[START Passage provided]

Adequacy, Equity and Broad Based Taxes

June 23, 2012 1 comment

This originally appeared as an op ed piece in the Valley News, our regional newspaper. It was written at a time when the legislature was trying to come up with a definition of “adequacy” that wouldn’t require huge sums of money

The recent court ruling in New Hampshire, which found that the State failed to define a “constitutionally adequate education”, comes as no surprise to anyone familiar with the issue of education funding in New Hampshire. For decades the state legislature has grappled with the issue of funding equity, a seemingly impossible task given the state’s heavy reliance on property taxes to fund public schools, and over the years they have repeatedly fallen short of the mark. While the court ruling last week did not address the issue of equity directly, the legislature will be faced with the equity issue when it addresses the court’s mandate to “define and determine the cost of a constitutionally adequate education, further define the requirements of accountability, and establish a uniform tax rate by the end of fiscal year 2007”.  Following this legislative session, the Court will reexamine the funding method enacted and may take further action, if necessary, to ensure that the State provides a constitutionally adequate education.

[END Passage provided]
[START Provided information]

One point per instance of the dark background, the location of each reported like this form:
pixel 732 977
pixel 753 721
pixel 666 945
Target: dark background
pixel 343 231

[END Provided information]

Set exercise:
Answer these questions about the op-ed on New Hampshire education funding:
1. In which newspaper did the piece first appear?
2. What tax does the state rely on heavily to fund public schools?
3. By the end of which fiscal year did the court require a uniform tax rate?
The records have nothing to do with the text.

Result for this exercise:
1. The Valley News
2. Property taxes
3. Fiscal year 2007